=== Records shown ===

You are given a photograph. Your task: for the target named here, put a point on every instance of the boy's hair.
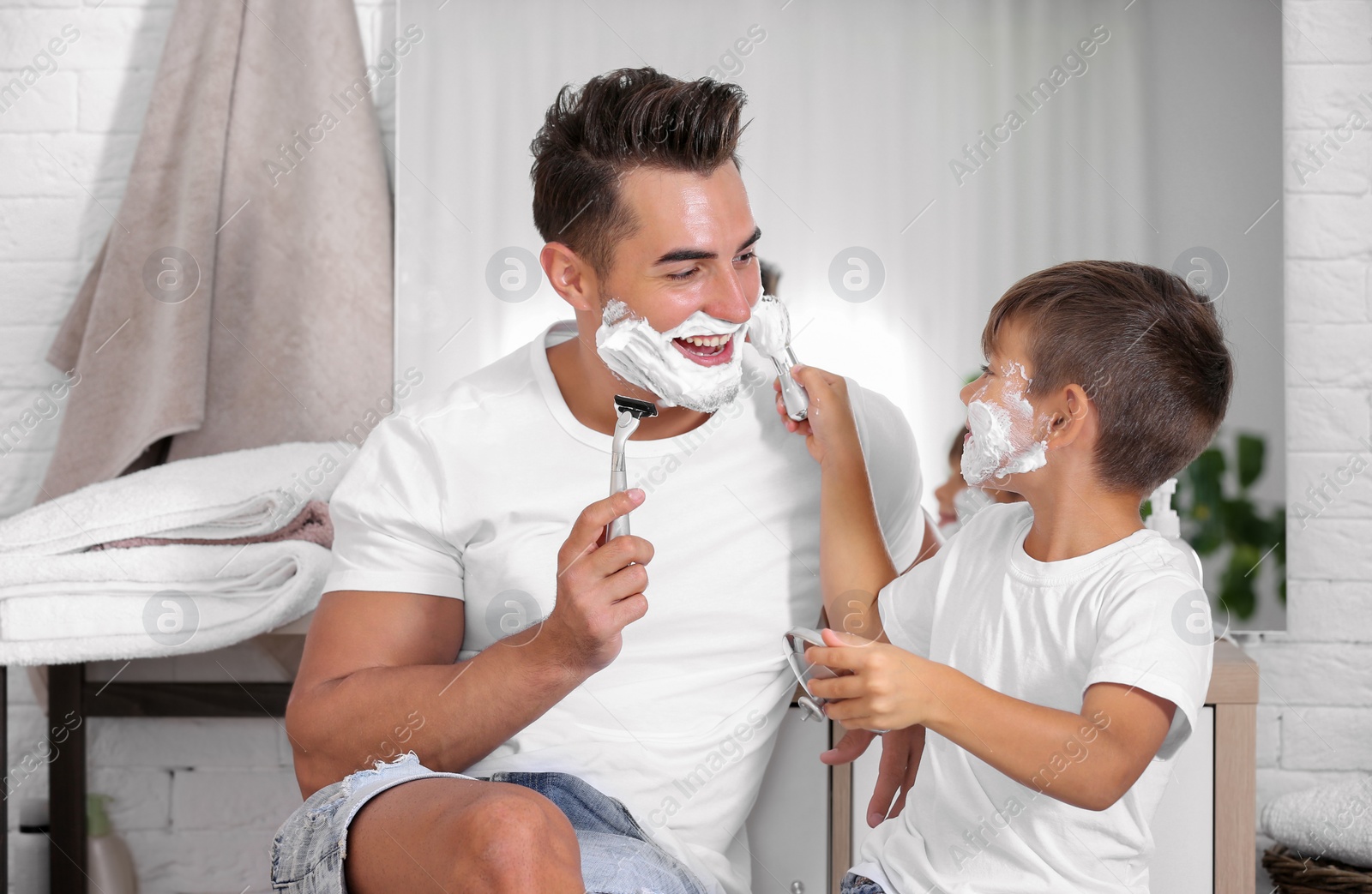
(617, 123)
(1147, 350)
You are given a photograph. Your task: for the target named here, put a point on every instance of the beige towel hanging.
(244, 295)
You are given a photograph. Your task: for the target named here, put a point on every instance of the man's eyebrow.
(696, 254)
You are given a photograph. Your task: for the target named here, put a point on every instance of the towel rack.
(69, 692)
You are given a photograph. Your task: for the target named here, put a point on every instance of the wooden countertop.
(1235, 676)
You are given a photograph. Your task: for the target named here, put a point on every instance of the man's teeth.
(708, 342)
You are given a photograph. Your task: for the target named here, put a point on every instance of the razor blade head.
(641, 409)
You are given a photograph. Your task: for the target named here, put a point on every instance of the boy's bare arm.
(854, 562)
(1087, 759)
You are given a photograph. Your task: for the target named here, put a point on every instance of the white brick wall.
(1315, 712)
(198, 800)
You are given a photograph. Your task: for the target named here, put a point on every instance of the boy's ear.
(1068, 414)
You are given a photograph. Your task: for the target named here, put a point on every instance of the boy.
(1049, 647)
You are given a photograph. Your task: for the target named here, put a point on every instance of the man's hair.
(1147, 350)
(615, 123)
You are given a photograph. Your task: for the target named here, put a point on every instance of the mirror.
(906, 160)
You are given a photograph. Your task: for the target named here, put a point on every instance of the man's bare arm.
(377, 676)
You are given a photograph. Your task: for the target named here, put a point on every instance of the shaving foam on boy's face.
(1002, 429)
(652, 359)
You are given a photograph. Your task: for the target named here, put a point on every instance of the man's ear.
(569, 277)
(1068, 414)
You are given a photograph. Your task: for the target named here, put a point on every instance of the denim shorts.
(617, 856)
(854, 884)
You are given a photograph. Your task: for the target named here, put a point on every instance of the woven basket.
(1314, 875)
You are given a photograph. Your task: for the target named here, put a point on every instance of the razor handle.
(792, 395)
(617, 482)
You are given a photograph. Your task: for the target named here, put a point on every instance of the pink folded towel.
(313, 524)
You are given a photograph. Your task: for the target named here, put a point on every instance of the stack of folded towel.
(1333, 822)
(190, 555)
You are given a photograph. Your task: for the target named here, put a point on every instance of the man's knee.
(514, 836)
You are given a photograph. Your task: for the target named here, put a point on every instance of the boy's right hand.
(600, 585)
(829, 428)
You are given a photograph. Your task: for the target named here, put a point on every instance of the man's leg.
(461, 837)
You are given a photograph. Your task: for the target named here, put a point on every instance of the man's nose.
(731, 299)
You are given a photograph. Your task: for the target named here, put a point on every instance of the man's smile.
(707, 350)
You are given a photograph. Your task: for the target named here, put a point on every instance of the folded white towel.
(153, 601)
(244, 493)
(1333, 822)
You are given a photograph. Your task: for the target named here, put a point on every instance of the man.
(569, 726)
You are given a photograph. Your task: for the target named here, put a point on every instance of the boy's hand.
(829, 428)
(900, 753)
(884, 688)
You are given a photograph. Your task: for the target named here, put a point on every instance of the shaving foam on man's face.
(696, 365)
(1002, 428)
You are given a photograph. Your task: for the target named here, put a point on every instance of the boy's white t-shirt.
(1043, 633)
(470, 494)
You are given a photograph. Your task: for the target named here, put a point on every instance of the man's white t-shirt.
(471, 494)
(1043, 633)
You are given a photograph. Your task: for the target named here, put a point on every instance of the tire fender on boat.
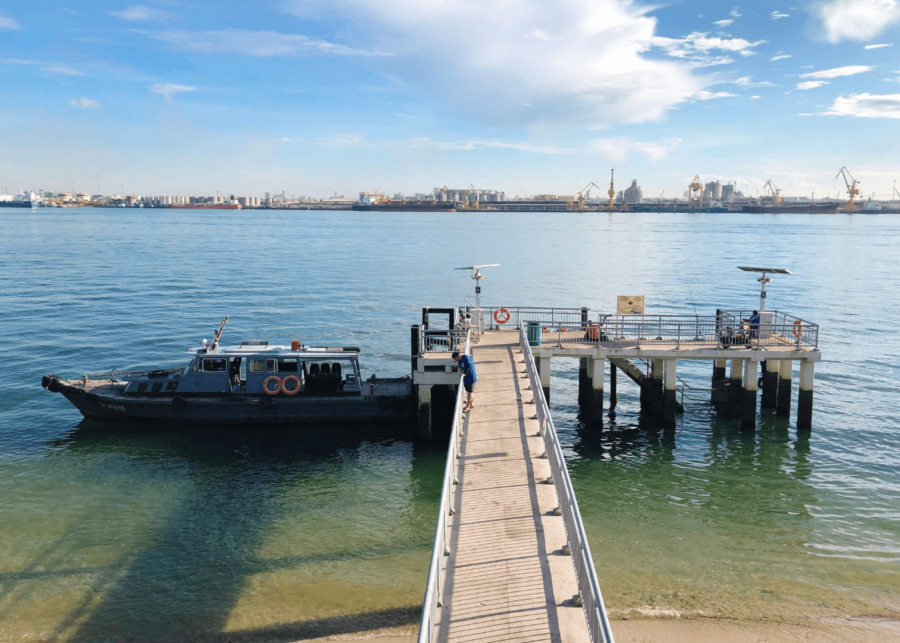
(286, 390)
(278, 387)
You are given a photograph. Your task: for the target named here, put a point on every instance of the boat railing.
(433, 598)
(588, 584)
(723, 330)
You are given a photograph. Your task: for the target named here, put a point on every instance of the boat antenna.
(215, 342)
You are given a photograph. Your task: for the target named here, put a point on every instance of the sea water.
(170, 534)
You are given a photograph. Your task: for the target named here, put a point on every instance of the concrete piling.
(748, 403)
(735, 392)
(718, 395)
(783, 402)
(669, 402)
(804, 396)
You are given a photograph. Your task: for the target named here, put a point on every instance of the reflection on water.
(276, 535)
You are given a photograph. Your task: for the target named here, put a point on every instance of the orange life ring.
(272, 378)
(284, 388)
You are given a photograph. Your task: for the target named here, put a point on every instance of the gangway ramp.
(510, 561)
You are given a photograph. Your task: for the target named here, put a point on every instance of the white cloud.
(704, 95)
(63, 70)
(591, 70)
(849, 70)
(138, 12)
(255, 43)
(9, 23)
(168, 90)
(84, 103)
(866, 106)
(856, 19)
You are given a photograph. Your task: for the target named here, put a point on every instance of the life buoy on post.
(278, 387)
(291, 391)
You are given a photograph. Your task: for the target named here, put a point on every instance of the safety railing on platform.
(588, 585)
(512, 316)
(442, 341)
(723, 330)
(433, 598)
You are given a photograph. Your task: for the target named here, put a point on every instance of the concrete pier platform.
(507, 576)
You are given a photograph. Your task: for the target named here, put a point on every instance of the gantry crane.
(852, 190)
(612, 190)
(695, 187)
(584, 193)
(776, 193)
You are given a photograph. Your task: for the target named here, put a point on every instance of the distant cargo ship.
(24, 200)
(208, 206)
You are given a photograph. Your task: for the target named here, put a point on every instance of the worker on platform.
(467, 368)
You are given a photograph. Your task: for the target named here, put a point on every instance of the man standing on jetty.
(467, 368)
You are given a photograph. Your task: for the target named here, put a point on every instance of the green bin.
(535, 333)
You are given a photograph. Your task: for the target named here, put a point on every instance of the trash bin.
(535, 333)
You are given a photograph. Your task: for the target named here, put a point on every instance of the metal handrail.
(432, 599)
(588, 585)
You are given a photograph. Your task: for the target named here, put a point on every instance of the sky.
(317, 97)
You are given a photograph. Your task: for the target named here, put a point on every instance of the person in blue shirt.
(467, 368)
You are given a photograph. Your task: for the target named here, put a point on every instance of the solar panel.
(774, 271)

===

### Task prompt
Retype everything in the entries exactly except the pictures.

### Response for this exercise
You are given a photograph. Your task: for the target named here, put a point on every instance of the boy's hair.
(617, 123)
(1147, 350)
You are given a photograph. Your task: for the target named here, put a point on every instance of the beige towel hanging.
(244, 295)
You are given a photograph. Your task: for the target named here, put a point on every instance of the man's eyebrow.
(696, 254)
You are given a photograph. Your task: for the target named here, put a point on every instance of the towel rack.
(69, 692)
You are given a photograph. Your task: for the target named here, put a point on every instance of the wooden countertop.
(1235, 676)
You are given a photograph. Your task: for the target named here, put a point on every instance of the man's teeth.
(708, 342)
You are given a photograph. Your task: for the target named here, put a point on every instance of the razor blade head.
(641, 409)
You are given a photograph. Your task: for the target named here, put a point on every instance of the boy's bare arm.
(854, 562)
(1087, 759)
You are given a photograph. Your task: for the target named here, put a point on every instance of the white brick wall.
(1315, 712)
(198, 800)
You are given a photograph. Your task: for the target named here, put a point on every instance of the boy's ear.
(1068, 414)
You are given a photograph. Your task: for the target named here, put a point on every instance of the boy.
(1049, 647)
You are given a photograph. Your task: for the target named here, put a point on every instance of the man's hair.
(1147, 350)
(615, 123)
You are given a photograph. Your task: for the target named here, put a point on every instance of the mirror.
(906, 160)
You are given a photograph. Your task: for the target named here, put a point on every instance of the man's bare arm.
(377, 676)
You are given a photograph. Your task: for the target named here, put a point on every instance of the shaving foam on boy's face.
(1002, 429)
(652, 359)
You are given a photograph. Your task: for the target named here, put a point on every instance of the man's ear.
(569, 277)
(1068, 414)
You are given a photograph. Your task: for the target named here, put a point on every instance of the denim shorts.
(617, 856)
(854, 884)
You are given a photograph. Your task: for the target named here, put a point on every instance of the woven basket.
(1314, 875)
You are given a photograph. Your task: for the target named here, put a point on every instance of the razor handle.
(792, 395)
(617, 482)
You are given a photograph. Your task: for the target named here, put a point on every instance of the pink folded towel.
(313, 524)
You are given a photograph. Your task: for the target named here, put a point on every instance of the stack of folded towel.
(1333, 822)
(190, 555)
You are given a photograph. Your task: for the target named here, put a point on every instance of the man's knee.
(514, 836)
You are given a photograph. Your task: for the target named here, put a point on every instance of the boy's right hand.
(600, 585)
(829, 428)
You are given a photograph. Your task: for the target named here, put a point on every instance of the man's leg.
(461, 837)
You are given a photograph. Your task: for the target named here, put a point on every instance of the man's nose.
(731, 299)
You are given a photograph. Your task: for the target named here, put a point on every instance of the man's smile.
(707, 350)
You are given a photograph. Your task: for the target named here, put a point on every instance of the folded white towel.
(153, 601)
(244, 493)
(1333, 822)
You are given a photograph. Your task: for the target named here, put a point on every instance of the man.
(569, 726)
You are given a photograph. Your task: for the target named here, put a point on every instance of the boy's hand.
(829, 428)
(900, 753)
(884, 688)
You are given a photograph. Your task: for the target named here, put a point on every instance of the shaving foam on man's face.
(696, 365)
(1002, 428)
You are given a photograph. Your task: for the target named here, put a point on every instance of the boy's white t-shirt.
(1043, 633)
(470, 494)
You are given a photograph. Your task: for the target named here, put a point on every instance of the man's white t-shirt.
(471, 494)
(1043, 633)
You are given a photograph. Your task: for the target named here, put a point on every instance of the tire fender on boat.
(286, 390)
(278, 387)
You are given a photograph. Your task: for the target named here, put a point on every instance of the boat railing.
(433, 598)
(588, 584)
(723, 330)
You are given a photograph. Your task: for the target named here, put a point on every instance of the boat antenna.
(215, 342)
You are given a photograph. Your task: for the target named here, put a point on every instance of the sea water.
(170, 534)
You are given a photograph. Your task: for the target named here, put a point on every instance of the concrete piling.
(748, 403)
(735, 392)
(718, 395)
(783, 402)
(669, 402)
(804, 396)
You are given a photograph. Your task: for the target named here, put a point on every instance of the reflection on water.
(276, 535)
You are given a photograph. Your task: for the target named here, put a point on every instance of the orange life ring.
(272, 378)
(284, 388)
You are given a photograph. Your task: for the target named here, put a point on every instance of the gangway ramp.
(510, 561)
You are given a photograph. Your task: for the target named here, put a point on every instance of the white cloud.
(704, 95)
(63, 70)
(591, 70)
(849, 70)
(138, 12)
(255, 43)
(9, 23)
(168, 90)
(84, 103)
(866, 106)
(856, 19)
You are given a photograph. Your task: for the target named here, put a point on every instance of the life buoy on post.
(278, 387)
(291, 391)
You are given a photograph. Your task: for the target named here, put a point on every instance of the safety railing on platform.
(588, 585)
(512, 316)
(442, 341)
(723, 330)
(433, 598)
You are given a photograph. Your task: for the target named here, put a point on every instance of the concrete pier platform.
(507, 576)
You are given a photograph. Your task: for the target named here, put a point on every instance of the gantry crane.
(852, 190)
(612, 190)
(695, 187)
(584, 193)
(776, 193)
You are given a photograph. Your task: for the target named here, put a point on every instance of the distant cargo ship.
(24, 200)
(208, 206)
You are given a photograph. Your task: for the target named here, put a point on every instance of the worker on platform.
(467, 368)
You are given a photograph. Your task: for the target named here, put a point on every instance of the man standing on jetty.
(467, 368)
You are given a photograph. Your task: for the target named here, put a point on every instance of the green bin.
(535, 333)
You are given a photograph. Your task: for the target named here, put a point on every instance of the trash bin.
(535, 333)
You are given a photograph. Your task: for the target named here, put a point on every instance of the metal handrail.
(432, 599)
(588, 585)
You are given a photograph. Your task: for the target named here, put a point on every instance of the sky.
(317, 97)
You are given a photograph. Your task: for the target named here, put a point on every instance of the person in blue shirt.
(467, 368)
You are given a photograph. Your task: for the target named here, put a point on every instance of the solar panel.
(774, 271)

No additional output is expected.